▼▼▼

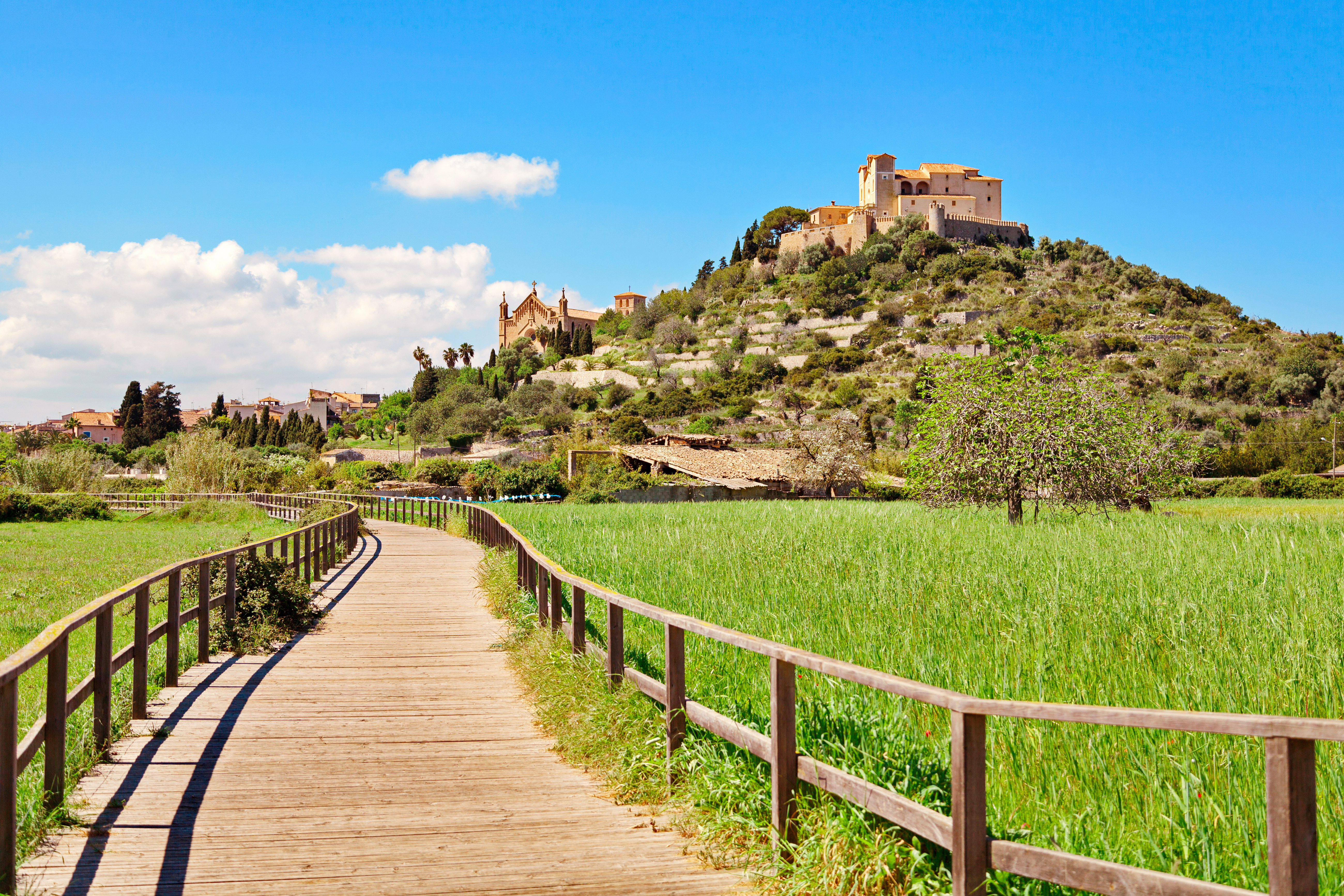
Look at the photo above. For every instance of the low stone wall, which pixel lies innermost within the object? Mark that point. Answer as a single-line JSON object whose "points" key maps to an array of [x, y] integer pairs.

▲▲▲
▼▼▼

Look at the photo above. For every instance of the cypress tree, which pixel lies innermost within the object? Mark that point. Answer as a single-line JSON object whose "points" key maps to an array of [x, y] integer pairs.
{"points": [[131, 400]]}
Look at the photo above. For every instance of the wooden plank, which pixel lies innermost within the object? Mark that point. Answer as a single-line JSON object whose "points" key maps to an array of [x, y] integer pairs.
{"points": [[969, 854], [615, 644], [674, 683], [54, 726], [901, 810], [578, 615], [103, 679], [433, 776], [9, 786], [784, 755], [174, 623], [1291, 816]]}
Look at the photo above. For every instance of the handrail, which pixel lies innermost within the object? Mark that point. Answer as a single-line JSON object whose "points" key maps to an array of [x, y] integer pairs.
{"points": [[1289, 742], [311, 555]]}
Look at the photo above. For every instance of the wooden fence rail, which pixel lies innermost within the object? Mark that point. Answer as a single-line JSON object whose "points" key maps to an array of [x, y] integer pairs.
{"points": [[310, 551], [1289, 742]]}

▲▲▲
▼▼▼

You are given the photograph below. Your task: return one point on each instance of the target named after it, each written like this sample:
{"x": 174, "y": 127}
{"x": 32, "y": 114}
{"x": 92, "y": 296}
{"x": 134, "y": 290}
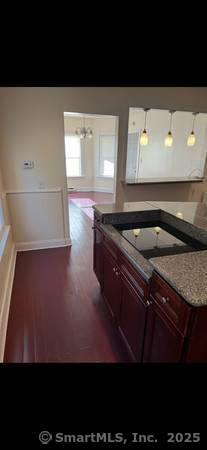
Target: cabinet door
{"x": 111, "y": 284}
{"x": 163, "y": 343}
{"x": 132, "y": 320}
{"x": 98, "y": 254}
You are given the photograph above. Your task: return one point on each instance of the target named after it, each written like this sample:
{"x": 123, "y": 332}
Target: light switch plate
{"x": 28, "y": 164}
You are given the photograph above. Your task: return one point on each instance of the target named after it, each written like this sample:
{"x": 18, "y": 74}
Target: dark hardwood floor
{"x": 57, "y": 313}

▲▲▲

Return each line of the data above that contains the string "instance", copied in full.

* SOLUTION BELOW
Look at the photo above. For every instance of the low stone wall, which pixel lies innermost within the object? Mark that point. Answer as a single-line JSON object whose "points" key maps to an array of [x, y] integer pairs.
Look at the photo above. For every instance of the cypress tree, which pixel lies innermost within the object? Mark that point. Answer as a single-line JSON object whose "points" key maps to an array of [x, y] integer pairs.
Look at the photo above. For every instance of the wooden plank, which pixel lies innermost within the object? Mark that point. Answer as a single-line JSON object whose "points" key maps to an array of [x, y] integer pairs.
Look at the photo above. For every instance of the handrail, which pixel lies innermost within the object? Mark that point. Answer as a single-line JSON object whose "points" key maps to an array of [x, y] integer pairs.
Look at the photo above. For every instance of the wooden fence rail, which pixel lies innermost within the object? Mark that point. Answer as a single-line JSON object whose "points" key maps to an array of [x, y] integer pairs.
You are given the photograph below. Your task: return one point on each instance of the target named after it, each written like this sample:
You are given the photograph above. Your task: return one point on each instance of the target named after it, each written like this sample:
You are given the photograph above. Your task: return one point on each instance of the target named after it, each written like this sample:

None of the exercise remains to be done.